Pour la première fois, l’UEFA va mettre la main à la poche pour aider les villes organisatrices d’un Euro. Le club des sites, présidé par Alain Juppé a approuvé à l’unanimité la proposition financière de Michel Platini, président de l’UEFA : 10 millions d’euros mobilisables tout de suite, et 10 millions après l’évènement, en fonction du bon déroulement de l’Euro 2016, a annoncé le maire de Bordeaux, président du club des villes sites, à l’issue d’une réunion du comité de pilotage, ce jeudi.
Les dix villes hériteront donc chacune de 2 millions d’euros, ce qui peut paraître très modeste comparé au milliard d’euros de bénéfices que l’Euro 2016 pourrait rapporter à l’UEFA, grâce à la billetterie (gérée en direct par l’autorité du foot européen) et aux droits télé.
« On ne va pas se tordre le nez, a toutefois déclaré Alain Juppé, nous sommes satisfaits de cette proposition pour faciliter l’acceptabilité sociale de l’Euro. »
70 millions d’euros pour les 10 villes
Ce à quoi il ajoute dans la hotte des villes hôtes : 20 millions d’euros versés par la Fédération française de football, destinés à la rénovation et la création d’équipements à destination du football amateur, les 20000 places offertes par l’UEFA aux jeunes les plus défavorisés, et les 31,5 millions d’euros payés par l’UEFA pour la location des stades et une partie de l’équipement des fans zones – l’utilisation du Grand Stade rapportera par exemple à Bordeaux 350000 euros par match, soit 1,75 million pour l’ensemble de la compétition (mais la ville devra peut être indemniser le consortium SBA (Stade Bordeaux Atlantique) pour cette mise à disposition).
Interrogé par Rue89 Bordeaux, l’économiste Bastien Drut, auteur notamment de « L’économie du football professionnel » (La Découverte), relativise toutefois l’annonce de cet héritage, comme il est officiellement appelé, de 20 millions versés par l’UEFA :
« On ne peut que se réjouir de cette initiative et on peut se demander pourquoi celle-ci n’est pas venue plus tôt, étant donné que les collectivités locales participent au financement de la rénovation et de la construction des stades. Ceci étant dit, l’enveloppe reste faible par rapport aux dépenses engagées. »

══════════════════════════════

OBJECTIF 1 »
Reproduisez mot pour mot le passage de l'article sur l'Euro 2016 qui commence à "Pour la première" et se termine à "pilotage, ce jeudi.".

══════════════════════════════

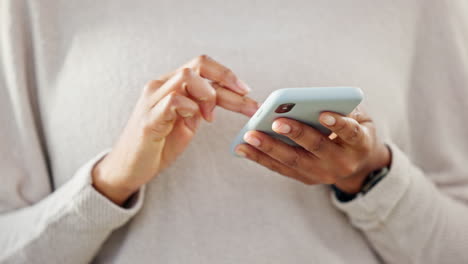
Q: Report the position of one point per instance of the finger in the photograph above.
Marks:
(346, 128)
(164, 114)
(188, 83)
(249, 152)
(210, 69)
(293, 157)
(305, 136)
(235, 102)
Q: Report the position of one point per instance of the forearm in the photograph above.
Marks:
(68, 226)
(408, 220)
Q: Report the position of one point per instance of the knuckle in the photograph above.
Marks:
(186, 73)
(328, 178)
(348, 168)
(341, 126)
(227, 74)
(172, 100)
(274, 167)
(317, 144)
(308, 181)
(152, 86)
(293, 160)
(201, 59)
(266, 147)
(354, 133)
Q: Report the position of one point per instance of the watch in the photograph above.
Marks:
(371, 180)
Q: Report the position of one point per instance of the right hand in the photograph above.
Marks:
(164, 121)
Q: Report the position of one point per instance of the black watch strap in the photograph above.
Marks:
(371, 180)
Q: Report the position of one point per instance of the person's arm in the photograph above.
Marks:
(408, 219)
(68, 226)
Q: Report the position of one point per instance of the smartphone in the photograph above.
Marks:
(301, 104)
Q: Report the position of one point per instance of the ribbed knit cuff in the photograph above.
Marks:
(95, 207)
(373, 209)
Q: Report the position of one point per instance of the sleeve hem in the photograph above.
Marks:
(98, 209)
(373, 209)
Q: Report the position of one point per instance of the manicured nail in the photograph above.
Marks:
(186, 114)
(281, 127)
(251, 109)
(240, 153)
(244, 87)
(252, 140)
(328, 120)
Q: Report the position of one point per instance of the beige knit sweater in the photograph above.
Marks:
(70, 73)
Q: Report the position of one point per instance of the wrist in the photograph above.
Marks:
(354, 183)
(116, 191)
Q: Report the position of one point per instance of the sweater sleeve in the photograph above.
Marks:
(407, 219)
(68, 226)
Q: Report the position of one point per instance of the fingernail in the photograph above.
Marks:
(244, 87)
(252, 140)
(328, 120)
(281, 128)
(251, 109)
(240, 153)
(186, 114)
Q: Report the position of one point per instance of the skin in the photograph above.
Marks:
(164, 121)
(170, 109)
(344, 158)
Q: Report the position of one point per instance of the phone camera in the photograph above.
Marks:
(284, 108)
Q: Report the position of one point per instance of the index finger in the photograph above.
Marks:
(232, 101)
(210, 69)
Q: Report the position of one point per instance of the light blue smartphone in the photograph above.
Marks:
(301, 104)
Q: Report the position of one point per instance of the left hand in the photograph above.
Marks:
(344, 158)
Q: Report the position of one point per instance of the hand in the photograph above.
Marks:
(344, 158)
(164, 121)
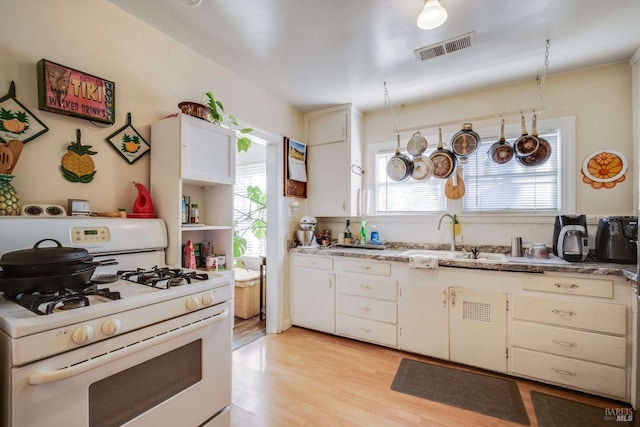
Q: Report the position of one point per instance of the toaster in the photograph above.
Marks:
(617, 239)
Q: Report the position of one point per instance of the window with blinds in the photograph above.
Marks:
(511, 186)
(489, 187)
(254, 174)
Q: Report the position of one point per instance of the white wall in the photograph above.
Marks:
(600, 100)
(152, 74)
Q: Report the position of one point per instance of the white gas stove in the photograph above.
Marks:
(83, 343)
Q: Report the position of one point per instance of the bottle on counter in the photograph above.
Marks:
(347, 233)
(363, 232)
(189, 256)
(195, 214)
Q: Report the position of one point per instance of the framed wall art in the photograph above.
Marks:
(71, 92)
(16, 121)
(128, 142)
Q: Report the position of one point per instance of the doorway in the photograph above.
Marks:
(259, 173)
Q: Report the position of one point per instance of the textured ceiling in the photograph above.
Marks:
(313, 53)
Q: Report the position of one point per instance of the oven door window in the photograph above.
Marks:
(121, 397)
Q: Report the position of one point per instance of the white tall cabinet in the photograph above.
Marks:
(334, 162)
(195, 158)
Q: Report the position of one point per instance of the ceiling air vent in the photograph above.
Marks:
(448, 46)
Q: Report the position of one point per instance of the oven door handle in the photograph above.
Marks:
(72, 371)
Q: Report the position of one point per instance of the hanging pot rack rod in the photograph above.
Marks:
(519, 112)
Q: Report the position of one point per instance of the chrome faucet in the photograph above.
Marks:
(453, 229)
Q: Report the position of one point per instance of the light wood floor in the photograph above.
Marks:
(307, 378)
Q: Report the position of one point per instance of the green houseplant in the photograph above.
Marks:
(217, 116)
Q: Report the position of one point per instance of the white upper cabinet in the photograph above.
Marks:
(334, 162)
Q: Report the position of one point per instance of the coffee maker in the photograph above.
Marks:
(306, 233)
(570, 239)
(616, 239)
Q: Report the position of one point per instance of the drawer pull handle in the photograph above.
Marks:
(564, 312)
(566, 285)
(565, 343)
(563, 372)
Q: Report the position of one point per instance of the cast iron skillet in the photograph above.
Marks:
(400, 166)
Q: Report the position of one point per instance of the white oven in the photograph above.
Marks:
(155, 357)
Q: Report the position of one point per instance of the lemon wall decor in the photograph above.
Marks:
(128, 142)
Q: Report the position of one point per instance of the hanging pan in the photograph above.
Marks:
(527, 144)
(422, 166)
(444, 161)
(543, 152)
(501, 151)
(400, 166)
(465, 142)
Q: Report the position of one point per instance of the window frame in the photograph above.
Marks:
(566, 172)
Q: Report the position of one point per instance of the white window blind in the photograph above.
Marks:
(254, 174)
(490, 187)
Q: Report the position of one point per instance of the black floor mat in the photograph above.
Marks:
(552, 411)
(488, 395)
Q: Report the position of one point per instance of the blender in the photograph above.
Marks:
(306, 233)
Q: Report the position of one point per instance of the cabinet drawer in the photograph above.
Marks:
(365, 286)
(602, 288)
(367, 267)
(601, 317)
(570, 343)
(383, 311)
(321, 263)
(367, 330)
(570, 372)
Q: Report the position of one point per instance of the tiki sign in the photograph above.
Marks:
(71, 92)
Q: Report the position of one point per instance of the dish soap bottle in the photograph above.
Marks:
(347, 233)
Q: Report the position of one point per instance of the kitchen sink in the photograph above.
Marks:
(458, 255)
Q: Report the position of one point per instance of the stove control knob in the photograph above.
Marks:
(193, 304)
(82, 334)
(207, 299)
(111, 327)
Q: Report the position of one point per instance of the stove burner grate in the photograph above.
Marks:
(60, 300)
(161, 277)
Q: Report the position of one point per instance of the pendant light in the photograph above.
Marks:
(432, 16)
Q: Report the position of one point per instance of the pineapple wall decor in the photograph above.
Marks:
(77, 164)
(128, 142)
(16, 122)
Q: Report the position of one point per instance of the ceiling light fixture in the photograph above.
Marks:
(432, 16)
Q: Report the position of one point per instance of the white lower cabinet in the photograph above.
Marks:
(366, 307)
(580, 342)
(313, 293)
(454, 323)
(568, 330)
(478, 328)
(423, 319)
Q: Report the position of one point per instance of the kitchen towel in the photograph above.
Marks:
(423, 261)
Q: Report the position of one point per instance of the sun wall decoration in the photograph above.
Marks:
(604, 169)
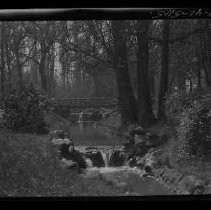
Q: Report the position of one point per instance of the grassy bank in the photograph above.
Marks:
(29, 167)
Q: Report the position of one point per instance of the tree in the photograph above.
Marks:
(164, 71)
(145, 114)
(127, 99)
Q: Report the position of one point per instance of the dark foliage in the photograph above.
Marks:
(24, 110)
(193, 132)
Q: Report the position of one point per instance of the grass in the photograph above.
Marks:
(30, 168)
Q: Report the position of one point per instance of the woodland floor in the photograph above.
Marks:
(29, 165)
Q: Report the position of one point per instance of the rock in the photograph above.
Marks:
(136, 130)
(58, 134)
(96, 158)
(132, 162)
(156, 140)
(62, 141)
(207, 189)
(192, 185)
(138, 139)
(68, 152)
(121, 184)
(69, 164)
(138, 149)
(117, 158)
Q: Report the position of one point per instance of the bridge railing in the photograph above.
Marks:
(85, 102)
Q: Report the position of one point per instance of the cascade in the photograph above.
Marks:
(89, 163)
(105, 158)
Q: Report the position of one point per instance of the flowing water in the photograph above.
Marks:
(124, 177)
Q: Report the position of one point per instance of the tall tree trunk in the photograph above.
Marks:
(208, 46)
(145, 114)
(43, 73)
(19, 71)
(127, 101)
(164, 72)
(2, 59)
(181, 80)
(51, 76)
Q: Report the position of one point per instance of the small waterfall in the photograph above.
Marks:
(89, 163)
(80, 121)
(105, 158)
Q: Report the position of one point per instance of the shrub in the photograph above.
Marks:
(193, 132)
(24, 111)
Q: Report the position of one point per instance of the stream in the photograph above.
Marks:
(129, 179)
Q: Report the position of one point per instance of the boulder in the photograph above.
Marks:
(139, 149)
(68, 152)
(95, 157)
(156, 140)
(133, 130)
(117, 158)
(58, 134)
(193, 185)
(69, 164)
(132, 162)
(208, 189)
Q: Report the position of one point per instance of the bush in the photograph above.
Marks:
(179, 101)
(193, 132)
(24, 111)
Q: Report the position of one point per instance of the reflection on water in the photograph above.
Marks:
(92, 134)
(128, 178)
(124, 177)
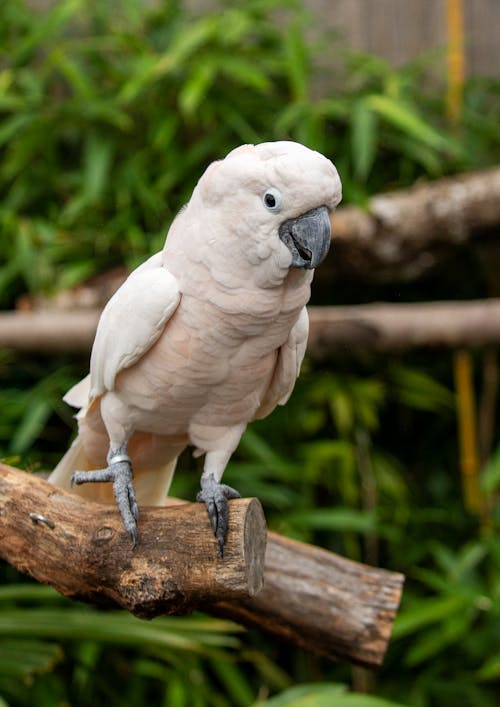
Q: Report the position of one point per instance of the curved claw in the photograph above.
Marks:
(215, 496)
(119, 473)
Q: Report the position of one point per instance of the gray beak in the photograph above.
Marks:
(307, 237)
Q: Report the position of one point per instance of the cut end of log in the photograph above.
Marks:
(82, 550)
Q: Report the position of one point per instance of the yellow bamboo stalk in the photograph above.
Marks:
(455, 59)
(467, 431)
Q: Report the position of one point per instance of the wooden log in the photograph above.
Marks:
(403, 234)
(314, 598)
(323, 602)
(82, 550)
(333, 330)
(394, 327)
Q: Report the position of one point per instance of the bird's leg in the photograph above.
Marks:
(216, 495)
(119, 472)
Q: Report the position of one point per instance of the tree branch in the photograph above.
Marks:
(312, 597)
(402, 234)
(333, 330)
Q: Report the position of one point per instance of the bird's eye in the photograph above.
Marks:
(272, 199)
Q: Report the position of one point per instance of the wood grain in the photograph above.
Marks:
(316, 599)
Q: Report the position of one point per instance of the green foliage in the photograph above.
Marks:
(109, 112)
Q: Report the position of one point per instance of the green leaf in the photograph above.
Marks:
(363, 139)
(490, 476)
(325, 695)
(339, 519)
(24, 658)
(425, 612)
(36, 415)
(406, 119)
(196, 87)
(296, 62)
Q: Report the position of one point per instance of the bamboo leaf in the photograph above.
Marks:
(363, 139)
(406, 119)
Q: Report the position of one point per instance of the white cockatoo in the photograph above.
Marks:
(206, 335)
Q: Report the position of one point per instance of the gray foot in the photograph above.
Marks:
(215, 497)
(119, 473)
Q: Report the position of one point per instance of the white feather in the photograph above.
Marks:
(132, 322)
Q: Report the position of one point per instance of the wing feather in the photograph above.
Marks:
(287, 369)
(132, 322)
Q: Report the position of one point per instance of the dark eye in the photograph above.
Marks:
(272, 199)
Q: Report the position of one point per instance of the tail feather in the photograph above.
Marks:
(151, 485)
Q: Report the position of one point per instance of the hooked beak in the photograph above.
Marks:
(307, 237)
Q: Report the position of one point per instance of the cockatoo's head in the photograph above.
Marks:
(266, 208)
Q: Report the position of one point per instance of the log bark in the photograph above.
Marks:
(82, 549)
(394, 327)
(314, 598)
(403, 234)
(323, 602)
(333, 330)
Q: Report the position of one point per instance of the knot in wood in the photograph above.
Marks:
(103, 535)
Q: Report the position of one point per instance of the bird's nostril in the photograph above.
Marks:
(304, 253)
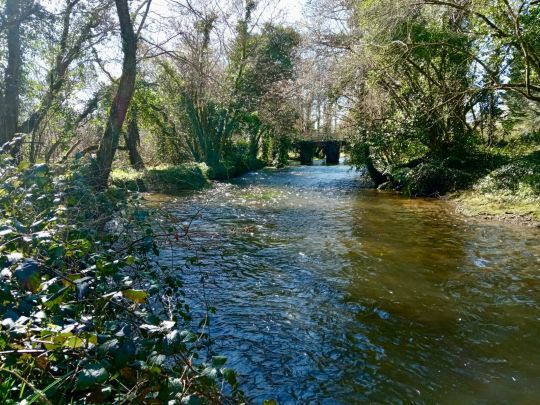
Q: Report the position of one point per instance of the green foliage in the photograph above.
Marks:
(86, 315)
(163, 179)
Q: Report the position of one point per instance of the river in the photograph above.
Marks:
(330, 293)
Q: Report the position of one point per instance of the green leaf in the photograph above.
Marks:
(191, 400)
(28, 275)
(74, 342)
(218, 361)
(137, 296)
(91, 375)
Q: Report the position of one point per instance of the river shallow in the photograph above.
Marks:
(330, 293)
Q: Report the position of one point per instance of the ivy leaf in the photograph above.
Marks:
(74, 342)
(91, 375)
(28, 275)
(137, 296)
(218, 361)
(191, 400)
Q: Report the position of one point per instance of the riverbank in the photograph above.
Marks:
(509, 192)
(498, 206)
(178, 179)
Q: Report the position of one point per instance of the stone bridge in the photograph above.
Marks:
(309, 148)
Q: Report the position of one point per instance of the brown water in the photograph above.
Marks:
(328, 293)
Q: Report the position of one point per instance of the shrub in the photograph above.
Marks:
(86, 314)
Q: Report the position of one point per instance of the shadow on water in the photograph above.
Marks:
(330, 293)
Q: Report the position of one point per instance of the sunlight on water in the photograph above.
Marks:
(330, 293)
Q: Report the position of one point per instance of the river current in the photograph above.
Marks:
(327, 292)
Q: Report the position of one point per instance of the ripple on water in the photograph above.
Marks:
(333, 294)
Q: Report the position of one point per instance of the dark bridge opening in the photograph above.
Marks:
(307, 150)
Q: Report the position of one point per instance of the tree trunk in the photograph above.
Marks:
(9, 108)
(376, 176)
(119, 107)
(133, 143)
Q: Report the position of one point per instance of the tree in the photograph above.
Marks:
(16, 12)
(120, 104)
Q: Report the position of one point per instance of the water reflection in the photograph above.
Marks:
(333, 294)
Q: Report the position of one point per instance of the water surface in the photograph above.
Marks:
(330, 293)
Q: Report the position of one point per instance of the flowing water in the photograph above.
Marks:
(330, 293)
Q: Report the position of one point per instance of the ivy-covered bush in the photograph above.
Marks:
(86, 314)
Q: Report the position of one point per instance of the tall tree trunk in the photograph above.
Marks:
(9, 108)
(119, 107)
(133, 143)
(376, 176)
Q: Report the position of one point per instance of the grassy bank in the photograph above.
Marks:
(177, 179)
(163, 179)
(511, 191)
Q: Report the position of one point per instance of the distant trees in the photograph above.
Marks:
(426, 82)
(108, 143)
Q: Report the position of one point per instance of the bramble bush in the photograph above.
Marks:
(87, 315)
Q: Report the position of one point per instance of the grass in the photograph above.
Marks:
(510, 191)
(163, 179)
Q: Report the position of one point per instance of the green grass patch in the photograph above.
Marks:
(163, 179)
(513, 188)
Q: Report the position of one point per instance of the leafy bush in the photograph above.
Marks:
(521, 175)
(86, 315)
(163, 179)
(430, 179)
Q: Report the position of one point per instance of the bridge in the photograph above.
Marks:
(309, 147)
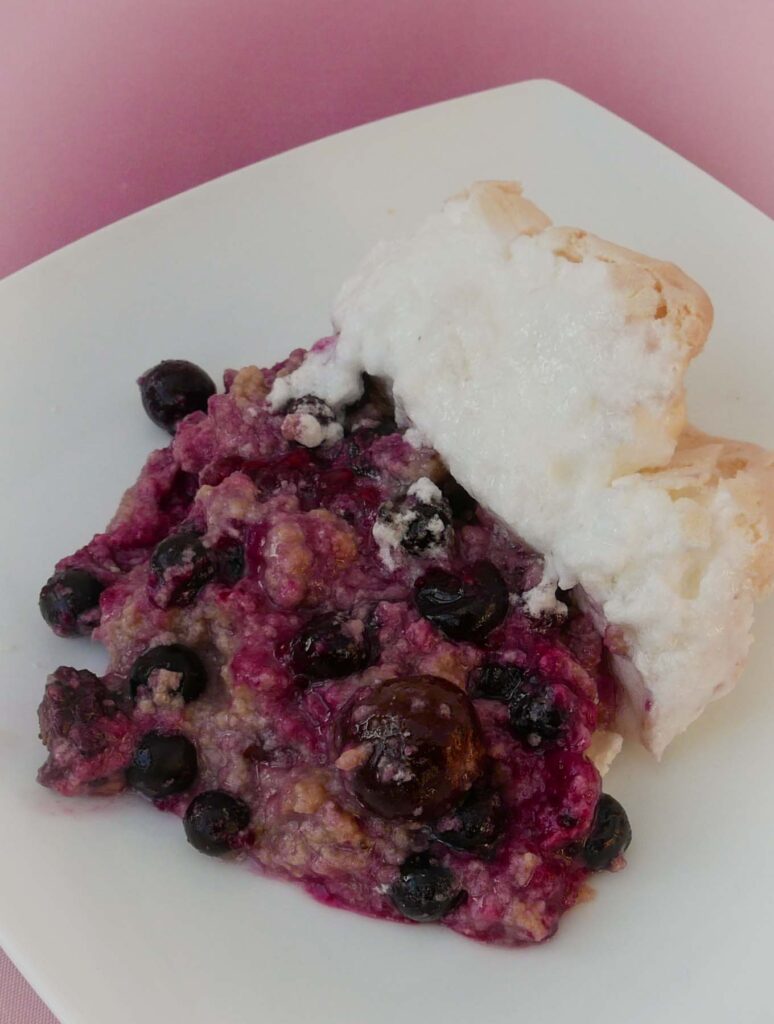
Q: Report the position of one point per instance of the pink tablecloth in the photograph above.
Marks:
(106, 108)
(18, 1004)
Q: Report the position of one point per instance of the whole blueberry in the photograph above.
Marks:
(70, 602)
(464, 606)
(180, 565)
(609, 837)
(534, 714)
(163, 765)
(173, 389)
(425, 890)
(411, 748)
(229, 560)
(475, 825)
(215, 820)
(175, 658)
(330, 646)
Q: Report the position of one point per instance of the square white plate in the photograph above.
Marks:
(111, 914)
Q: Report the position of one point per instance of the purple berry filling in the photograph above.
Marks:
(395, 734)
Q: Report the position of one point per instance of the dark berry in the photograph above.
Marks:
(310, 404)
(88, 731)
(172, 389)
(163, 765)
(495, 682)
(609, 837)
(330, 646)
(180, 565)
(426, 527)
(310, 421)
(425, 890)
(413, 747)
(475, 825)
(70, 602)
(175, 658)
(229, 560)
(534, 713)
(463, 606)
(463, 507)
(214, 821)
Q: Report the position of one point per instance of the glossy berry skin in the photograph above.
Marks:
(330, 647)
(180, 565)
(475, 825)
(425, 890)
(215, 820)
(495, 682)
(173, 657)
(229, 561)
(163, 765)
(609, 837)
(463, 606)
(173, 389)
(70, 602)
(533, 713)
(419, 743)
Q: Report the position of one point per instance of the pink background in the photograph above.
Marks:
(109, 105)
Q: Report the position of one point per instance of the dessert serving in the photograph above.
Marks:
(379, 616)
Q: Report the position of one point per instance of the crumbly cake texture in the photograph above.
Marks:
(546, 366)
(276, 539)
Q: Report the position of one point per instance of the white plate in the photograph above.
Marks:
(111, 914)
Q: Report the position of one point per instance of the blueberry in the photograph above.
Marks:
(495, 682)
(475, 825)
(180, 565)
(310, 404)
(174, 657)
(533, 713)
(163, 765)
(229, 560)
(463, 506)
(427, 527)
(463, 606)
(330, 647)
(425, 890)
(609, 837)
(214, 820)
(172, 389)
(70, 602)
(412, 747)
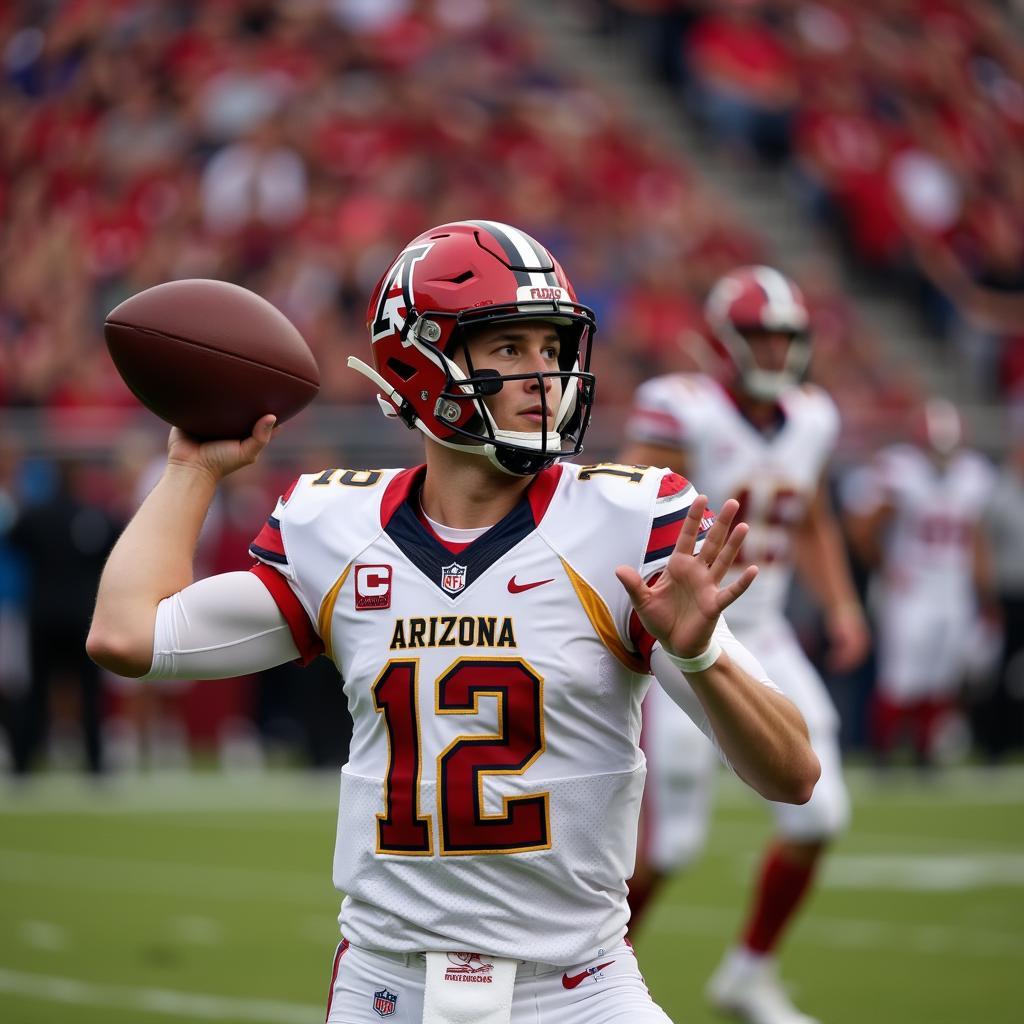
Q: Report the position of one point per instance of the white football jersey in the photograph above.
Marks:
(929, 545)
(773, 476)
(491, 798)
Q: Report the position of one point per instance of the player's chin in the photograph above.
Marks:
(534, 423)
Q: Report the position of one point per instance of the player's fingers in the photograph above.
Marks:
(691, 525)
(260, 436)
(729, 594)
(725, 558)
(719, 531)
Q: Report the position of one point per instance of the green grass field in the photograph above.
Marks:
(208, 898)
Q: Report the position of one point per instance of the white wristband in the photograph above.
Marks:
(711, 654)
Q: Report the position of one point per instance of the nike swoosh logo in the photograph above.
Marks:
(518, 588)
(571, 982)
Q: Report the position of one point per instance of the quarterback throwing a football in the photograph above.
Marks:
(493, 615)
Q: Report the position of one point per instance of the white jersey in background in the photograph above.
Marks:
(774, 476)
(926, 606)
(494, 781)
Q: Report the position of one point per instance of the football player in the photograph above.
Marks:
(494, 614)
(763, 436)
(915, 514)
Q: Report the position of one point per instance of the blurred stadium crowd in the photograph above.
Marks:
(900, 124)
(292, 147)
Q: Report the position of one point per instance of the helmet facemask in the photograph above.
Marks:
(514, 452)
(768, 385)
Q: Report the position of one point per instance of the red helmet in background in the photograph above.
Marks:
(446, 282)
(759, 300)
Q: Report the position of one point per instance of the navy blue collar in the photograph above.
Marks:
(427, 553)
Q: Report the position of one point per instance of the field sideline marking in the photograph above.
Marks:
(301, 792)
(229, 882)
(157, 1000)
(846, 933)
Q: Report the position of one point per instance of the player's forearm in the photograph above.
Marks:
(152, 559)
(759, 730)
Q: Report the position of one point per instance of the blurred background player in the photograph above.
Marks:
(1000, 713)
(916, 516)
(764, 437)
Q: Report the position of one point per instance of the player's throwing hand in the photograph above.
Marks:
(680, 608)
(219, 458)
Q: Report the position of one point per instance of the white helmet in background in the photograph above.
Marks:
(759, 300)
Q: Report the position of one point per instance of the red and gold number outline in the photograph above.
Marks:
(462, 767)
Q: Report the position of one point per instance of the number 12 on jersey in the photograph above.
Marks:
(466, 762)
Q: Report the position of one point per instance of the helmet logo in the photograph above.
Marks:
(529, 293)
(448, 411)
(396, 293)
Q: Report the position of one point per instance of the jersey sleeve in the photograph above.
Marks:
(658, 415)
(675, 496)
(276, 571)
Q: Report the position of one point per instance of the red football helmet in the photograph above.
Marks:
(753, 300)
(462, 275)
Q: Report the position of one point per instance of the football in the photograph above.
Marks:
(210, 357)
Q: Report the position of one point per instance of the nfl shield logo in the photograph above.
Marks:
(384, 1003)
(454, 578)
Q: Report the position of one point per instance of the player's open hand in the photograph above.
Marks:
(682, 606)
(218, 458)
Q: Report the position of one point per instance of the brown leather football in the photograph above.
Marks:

══════════════════════════════

OBJECTIF 2 »
Relevez dans les entrées toutes les lignes contenant la chaîne "handle".

RÉPONSE RÉDIGÉE 1 »
Pour la première fois, l’UEFA va mettre la main à la poche pour aider les villes organisatrices d’un Euro. Le club des sites, présidé par Alain Juppé a approuvé à l’unanimité la proposition financière de Michel Platini, président de l’UEFA : 10 millions d’euros mobilisables tout de suite, et 10 millions après l’évènement, en fonction du bon déroulement de l’Euro 2016, a annoncé le maire de Bordeaux, président du club des villes sites, à l’issue d’une réunion du comité de pilotage, ce jeudi.

RÉPONSE RÉDIGÉE 2 »
Q: Report the position of one point per instance of the oven door handle in the photograph above.
Q: Report the position of one point per instance of the drawer pull handle in the photograph above.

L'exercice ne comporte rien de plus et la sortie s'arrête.